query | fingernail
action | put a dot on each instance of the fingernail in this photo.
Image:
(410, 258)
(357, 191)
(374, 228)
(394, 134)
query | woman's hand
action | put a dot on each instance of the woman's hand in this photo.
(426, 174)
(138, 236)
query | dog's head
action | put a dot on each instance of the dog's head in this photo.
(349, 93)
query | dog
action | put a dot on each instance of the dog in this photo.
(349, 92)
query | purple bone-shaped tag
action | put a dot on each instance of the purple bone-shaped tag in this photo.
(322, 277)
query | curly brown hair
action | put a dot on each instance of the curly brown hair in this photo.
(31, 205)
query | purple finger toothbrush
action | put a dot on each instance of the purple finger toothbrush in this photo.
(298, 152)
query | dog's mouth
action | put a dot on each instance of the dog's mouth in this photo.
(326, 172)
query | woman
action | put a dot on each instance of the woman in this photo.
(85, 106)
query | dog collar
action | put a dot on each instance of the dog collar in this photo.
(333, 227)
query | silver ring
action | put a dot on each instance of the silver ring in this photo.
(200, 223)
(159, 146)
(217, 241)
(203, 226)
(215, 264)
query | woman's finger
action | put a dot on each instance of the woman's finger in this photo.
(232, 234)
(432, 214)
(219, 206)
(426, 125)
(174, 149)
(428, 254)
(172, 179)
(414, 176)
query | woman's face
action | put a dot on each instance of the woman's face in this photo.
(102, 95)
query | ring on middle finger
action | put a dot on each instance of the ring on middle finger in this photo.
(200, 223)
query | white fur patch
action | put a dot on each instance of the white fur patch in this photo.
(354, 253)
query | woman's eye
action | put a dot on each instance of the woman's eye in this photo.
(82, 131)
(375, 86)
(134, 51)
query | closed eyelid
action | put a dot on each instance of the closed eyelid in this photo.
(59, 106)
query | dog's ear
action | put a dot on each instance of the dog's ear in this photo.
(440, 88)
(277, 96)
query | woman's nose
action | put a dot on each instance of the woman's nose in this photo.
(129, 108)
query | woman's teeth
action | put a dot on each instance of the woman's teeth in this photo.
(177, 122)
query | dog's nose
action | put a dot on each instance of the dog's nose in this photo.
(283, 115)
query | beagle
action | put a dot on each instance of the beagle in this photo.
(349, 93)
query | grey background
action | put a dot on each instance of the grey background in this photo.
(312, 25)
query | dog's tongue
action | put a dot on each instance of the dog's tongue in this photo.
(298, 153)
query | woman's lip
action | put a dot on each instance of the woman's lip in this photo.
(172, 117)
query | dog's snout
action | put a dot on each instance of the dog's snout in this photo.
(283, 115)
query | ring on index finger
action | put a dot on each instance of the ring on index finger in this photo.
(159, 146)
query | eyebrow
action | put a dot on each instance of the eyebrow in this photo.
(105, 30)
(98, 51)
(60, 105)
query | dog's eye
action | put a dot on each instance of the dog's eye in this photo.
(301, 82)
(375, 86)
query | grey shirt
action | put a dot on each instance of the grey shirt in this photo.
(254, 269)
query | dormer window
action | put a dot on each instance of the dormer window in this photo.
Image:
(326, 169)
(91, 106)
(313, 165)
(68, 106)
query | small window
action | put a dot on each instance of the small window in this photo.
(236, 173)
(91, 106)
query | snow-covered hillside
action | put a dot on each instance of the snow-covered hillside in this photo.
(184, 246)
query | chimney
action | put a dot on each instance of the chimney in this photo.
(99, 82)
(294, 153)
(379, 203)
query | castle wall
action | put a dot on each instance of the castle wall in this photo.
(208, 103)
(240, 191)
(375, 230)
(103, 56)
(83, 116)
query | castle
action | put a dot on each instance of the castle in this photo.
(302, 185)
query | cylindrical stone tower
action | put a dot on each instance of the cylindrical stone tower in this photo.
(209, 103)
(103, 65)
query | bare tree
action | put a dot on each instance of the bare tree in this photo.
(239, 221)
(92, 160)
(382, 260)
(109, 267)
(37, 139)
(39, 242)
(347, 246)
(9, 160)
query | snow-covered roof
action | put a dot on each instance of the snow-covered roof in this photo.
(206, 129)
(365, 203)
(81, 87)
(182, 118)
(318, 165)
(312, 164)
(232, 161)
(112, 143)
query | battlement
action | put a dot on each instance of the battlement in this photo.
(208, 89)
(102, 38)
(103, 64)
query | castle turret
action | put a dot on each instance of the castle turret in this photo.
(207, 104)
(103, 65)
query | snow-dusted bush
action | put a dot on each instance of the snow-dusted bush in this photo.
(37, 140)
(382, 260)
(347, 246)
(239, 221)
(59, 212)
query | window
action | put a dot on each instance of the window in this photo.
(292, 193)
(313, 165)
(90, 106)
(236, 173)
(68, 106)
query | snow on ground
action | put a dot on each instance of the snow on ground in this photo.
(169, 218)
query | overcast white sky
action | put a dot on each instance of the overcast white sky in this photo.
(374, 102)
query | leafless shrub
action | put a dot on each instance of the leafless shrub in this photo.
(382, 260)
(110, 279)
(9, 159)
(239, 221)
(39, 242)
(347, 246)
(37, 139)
····················
* [Task requirements]:
Write the material out exactly, with nothing left out.

* [Result below]:
query | fingernail
action | put a dot on each instance of the fingernail in this photo.
Image:
(410, 258)
(357, 191)
(374, 228)
(394, 134)
query | woman's hand
action | put a dot on each instance of the woman's hand in this photo.
(426, 174)
(138, 236)
query | dog's head
action | put a dot on each instance of the dog's head in this photo.
(349, 93)
query | dog
action | put a dot on each instance of the dog in this photo.
(349, 92)
query | purple bone-shaped tag
action | put a dot on each instance of the purple bone-shaped tag in this photo.
(322, 277)
query | curly brown hair
action | put a dot on each instance of the curly brown hair in this photo.
(31, 205)
query | purple finger toothbrush
action | put a dot on each instance of the purple finger toothbrush in this photo.
(298, 152)
query | dog's mouth
action | put a dot on each instance of the dog's mouth in this photo.
(326, 172)
query | woman
action | put a dot on each instance of the woman in this photo.
(85, 106)
query | dog collar
action | put a dot on each instance of the dog collar in this photo.
(333, 227)
query | silver ring
action | put a dot on each instance of the silver ring in this photo.
(200, 223)
(159, 146)
(217, 241)
(203, 226)
(215, 264)
query | woman's finger
action | put a dot on each instance of the woman's finger in this photo.
(232, 234)
(432, 214)
(219, 206)
(426, 125)
(174, 149)
(428, 254)
(172, 179)
(414, 176)
query | woman's face
action | put a dot on each instance of the woman's face in this photo.
(102, 95)
query | ring on middle finger
action | put a dot on each instance of the ring on middle finger in this photo.
(200, 223)
query | white fur patch
action | put a dot on each instance of the white fur patch in this photo.
(354, 253)
query | woman's eye
action | put a dot on each instance of the woman's eye in this photo.
(82, 131)
(375, 86)
(134, 51)
query | closed eyelid
action | put a dot on each instance of the closed eyelid in this photo.
(59, 106)
query | dog's ear
action | put a dot on each instance of the dog's ear in this photo.
(440, 88)
(277, 96)
query | woman's nose
action | put a dot on each instance of the woman's nose in this photo.
(129, 108)
query | woman's teeth
action | put a dot on each instance of the woman's teeth in this photo.
(177, 122)
query | dog's nose
action | put a dot on each instance of the dog's nose in this photo.
(283, 115)
query | beagle
action | put a dot on each instance of the beagle in this photo.
(349, 93)
query | grey background
action | put a dot on each instance of the grey background in this photo.
(312, 25)
query | dog's tongue
action | put a dot on each instance of the dog's tongue in this photo.
(298, 153)
query | woman's lip
action | put a dot on each instance of the woman's lip in this photo.
(172, 117)
query | dog's snout
action | put a dot on each instance of the dog's snout in this photo.
(283, 115)
query | ring on index finger
action | put a dot on each instance of the ring on index finger in this photo.
(159, 146)
query | eyebrow
action | put a dot on each instance of the eyebrow in this photo.
(105, 30)
(98, 51)
(60, 105)
query | dog's eye
action | put a dot on each instance of the dog's eye in this photo.
(301, 82)
(375, 86)
query | grey shirt
action | put a dot on each instance of the grey shirt in this photo.
(254, 269)
query | dormer window
action | put a dot on each instance of the dormer window in this photo.
Image:
(326, 169)
(91, 106)
(313, 165)
(68, 106)
query | small window
action | put a dot on each instance of the small window in this photo.
(236, 173)
(91, 106)
query | snow-covered hillside
action | put a dot on each instance of the snow-covered hillside in this photo.
(184, 246)
query | chimney
action | put a dot on each instance of the chimney in this photo.
(99, 82)
(294, 153)
(379, 203)
query | castle wall
action | put a dot on each instance of the castle wall in this photo.
(208, 103)
(240, 191)
(375, 230)
(103, 56)
(83, 116)
query | castle
action | put a dot on each instance of the castle in this photo.
(302, 185)
query | cylindrical stone tower
action | put a dot on each instance of the cylindrical stone tower in this photo.
(209, 103)
(103, 65)
query | bare tree
action | put a dot on each instance of the bare tree in this photo.
(239, 221)
(92, 160)
(382, 260)
(109, 267)
(37, 139)
(39, 242)
(347, 246)
(9, 160)
query | snow-covered roof
action | put a dot on each instance of the snow-covered roof in this photo.
(206, 129)
(365, 203)
(81, 87)
(182, 118)
(318, 165)
(312, 164)
(232, 161)
(112, 143)
query | battlement
action | put a dot on each instance of the battlement in this photo.
(208, 89)
(102, 38)
(103, 64)
query | castle turret
action | put a dot on each instance of the castle turret in this photo.
(207, 104)
(103, 65)
query | snow-dusted bush
action | put a dot on each instance of the snow-dusted bush in this photo.
(37, 140)
(382, 260)
(347, 246)
(239, 221)
(59, 212)
query | window
action | put a dot on each instance of the window in this photo.
(292, 193)
(313, 165)
(90, 106)
(236, 173)
(68, 106)
query | snow on ground
action | put a dot on each instance of the snow on ground in this photo.
(169, 218)
query | overcast white sky
action | put a dot on each instance of the overcast white sky in this photo.
(374, 102)
query | leafless shrub
action | put a dot on each instance of the leafless shrub in this photo.
(382, 260)
(110, 279)
(9, 159)
(239, 221)
(39, 242)
(347, 246)
(37, 139)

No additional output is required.